_Excerpt to read_
__________
In July 2021, streams were introduced to RabbitMQ, utilizing a new blazingly-fast protocol that can be used alongside AMQP 0.9.1. Streams offer an easier way to solve a number of problems in RabbitMQ, including large fan-outs, replay & time travel, and large logs, all with very high throughput (1 million messages per second on a 3-node cluster). Arnaud Cogoluègnes, Staff Engineer @ VMware introduced streams and how they are best used.
This talk was recorded at the RabbitMQ Summit 2021. The 4th edition of RabbitMQ Summit is taking place as a hybrid event, both in-person (CodeNode venue in London) and virtual, on 16th September 2022 and brings together some of the world’s biggest companies, using RabbitMQ, all in one place.
__________
_Direction 1_
According to the passage on RabbitMQ streams, what throughput can streams reach on a 3-node cluster?
_Direction 2_
Continue the passage on RabbitMQ streams from its final sentence.
The listing comes from a separate, unrelated source.

_Data rows_
__________
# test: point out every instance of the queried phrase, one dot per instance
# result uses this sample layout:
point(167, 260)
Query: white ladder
__________
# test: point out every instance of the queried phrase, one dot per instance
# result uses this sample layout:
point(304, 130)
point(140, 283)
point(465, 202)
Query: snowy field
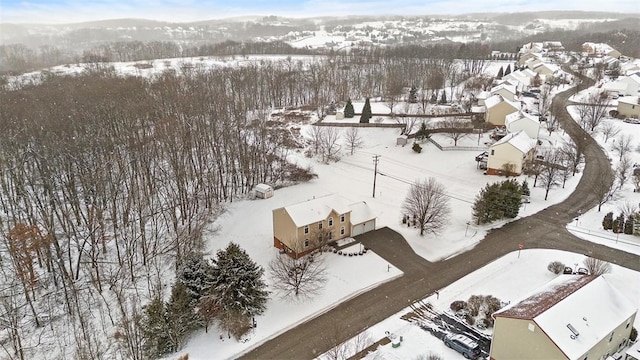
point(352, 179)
__________
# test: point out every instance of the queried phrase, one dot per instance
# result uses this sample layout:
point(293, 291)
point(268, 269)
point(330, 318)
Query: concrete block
__________
_Written response 1_
One million messages per second.

_Written response 2_
Streams: A New Type of Data Structure in RabbitMQ
Streams are a new data structure in RabbitMQ that open up a world of possibilities for new use cases. They model an append-only log, which is a big change from traditional RabbitMQ queues, as they have non-destructive consumer semantics. This means that when you read messages from a Stream, you don’t remove them, whereas, with queues, when a message is read from a queue, it is destroyed. This re-readable behaviour of RabbitMQ Streams is facilitated by the append-only log structure.
RabbitMQ also introduced a new protocol, the Stream protocol, which allows much faster message flow, however, you can access Streams through the traditional AMQP 0.9.1 protocol as well, which remains the most used protocol in RabbitMQ. They are also accessible through the other protocols that RabbitMQ supports, such as MQTT and STOMP.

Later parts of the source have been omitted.